PROMPT - Lay out the lines as a numbered list, starting at the beginning of the entries and stopping after the line that contains "x=175, y=156", with any blank lines skipped. Leave the pictures out of your answer.

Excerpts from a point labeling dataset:
-=-=-=-=-

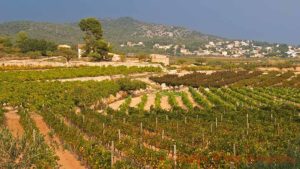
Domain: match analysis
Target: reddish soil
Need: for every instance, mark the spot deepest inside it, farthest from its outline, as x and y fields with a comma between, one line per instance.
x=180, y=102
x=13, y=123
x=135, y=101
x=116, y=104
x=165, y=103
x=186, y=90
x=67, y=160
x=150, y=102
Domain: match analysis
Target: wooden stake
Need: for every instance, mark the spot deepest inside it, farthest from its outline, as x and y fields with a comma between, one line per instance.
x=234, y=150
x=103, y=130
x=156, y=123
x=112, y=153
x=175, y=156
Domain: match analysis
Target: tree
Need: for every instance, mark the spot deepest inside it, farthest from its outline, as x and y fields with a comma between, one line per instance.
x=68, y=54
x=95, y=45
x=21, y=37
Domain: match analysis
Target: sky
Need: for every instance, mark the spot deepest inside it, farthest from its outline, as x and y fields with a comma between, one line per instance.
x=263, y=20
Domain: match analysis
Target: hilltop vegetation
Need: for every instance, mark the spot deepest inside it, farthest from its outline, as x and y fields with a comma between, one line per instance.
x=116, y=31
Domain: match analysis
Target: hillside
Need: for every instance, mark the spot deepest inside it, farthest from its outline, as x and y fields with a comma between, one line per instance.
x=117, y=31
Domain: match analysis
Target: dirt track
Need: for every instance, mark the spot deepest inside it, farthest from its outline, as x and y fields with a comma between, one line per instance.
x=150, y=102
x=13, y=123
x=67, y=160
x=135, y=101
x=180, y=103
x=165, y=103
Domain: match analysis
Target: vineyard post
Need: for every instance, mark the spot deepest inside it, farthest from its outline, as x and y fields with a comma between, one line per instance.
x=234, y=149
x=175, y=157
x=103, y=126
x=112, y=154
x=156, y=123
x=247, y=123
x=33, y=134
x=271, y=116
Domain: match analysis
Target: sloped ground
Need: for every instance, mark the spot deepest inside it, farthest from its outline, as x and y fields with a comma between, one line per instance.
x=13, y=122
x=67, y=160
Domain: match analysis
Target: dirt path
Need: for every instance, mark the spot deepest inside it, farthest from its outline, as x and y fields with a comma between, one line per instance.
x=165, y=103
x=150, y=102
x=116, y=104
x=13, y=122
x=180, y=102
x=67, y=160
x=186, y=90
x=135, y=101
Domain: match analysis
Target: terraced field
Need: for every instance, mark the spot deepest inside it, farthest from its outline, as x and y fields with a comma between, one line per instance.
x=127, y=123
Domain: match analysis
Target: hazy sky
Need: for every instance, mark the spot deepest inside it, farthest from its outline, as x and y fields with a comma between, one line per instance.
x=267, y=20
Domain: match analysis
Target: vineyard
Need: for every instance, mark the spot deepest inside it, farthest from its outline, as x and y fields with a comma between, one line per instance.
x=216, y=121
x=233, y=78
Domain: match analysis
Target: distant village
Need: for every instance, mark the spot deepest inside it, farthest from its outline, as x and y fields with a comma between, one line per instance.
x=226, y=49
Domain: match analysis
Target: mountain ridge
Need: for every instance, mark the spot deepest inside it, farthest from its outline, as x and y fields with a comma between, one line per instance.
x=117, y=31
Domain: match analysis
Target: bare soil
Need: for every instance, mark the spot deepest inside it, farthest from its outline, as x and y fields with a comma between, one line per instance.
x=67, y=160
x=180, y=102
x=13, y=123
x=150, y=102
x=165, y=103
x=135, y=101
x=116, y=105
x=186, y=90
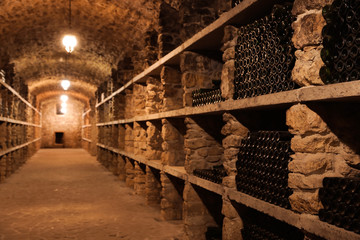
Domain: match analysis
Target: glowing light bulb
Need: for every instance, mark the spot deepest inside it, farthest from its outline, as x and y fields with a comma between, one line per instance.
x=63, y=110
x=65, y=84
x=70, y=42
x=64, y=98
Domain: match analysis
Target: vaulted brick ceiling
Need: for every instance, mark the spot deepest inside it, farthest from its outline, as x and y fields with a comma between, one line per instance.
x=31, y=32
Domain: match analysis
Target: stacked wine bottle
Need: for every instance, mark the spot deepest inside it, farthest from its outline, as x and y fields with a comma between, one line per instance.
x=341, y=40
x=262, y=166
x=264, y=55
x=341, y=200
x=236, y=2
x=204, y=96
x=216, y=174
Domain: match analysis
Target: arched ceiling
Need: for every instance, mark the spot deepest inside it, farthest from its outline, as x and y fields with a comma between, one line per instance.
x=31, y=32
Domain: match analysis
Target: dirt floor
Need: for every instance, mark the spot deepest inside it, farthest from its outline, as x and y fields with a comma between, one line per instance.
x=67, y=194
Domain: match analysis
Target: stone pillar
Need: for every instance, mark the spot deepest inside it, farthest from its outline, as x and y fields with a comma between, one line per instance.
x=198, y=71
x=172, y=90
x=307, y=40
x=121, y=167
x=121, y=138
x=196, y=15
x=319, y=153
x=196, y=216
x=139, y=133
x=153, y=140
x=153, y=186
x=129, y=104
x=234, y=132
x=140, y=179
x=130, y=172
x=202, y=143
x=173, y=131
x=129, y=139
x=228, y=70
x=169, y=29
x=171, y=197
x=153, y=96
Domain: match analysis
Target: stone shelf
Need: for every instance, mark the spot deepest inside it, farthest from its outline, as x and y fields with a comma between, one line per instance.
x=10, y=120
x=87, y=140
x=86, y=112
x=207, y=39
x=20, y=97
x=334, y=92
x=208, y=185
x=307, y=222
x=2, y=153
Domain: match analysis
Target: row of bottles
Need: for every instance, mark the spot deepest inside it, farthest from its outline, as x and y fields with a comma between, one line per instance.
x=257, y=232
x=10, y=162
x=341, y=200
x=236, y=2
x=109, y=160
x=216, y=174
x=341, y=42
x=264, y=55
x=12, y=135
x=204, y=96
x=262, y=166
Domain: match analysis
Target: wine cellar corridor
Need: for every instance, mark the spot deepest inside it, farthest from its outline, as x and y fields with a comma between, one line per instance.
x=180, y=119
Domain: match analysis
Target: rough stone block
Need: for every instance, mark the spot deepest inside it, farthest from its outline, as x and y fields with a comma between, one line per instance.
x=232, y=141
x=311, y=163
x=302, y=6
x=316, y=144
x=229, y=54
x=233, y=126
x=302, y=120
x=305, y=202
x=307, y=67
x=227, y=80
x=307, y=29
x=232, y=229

-=-=-=-=-

TASK RESULT -
1. Domain: match analysis
2. Target: reddish soil
3. Need: for every instance, mark the spot deepest inside it, farthest from its outline, as x and y fields with a comma between, one line per instance.
4. x=180, y=102
5. x=13, y=123
6. x=135, y=101
7. x=116, y=104
8. x=165, y=103
9. x=186, y=90
10. x=67, y=160
11. x=150, y=102
12. Domain: match analysis
13. Target: wooden stake
14. Need: for every instance, mark the spot deepest inside it, farthest from its outline, as x and y fields with a comma between, one line per instance.
15. x=234, y=150
16. x=103, y=130
17. x=156, y=123
18. x=112, y=153
19. x=175, y=156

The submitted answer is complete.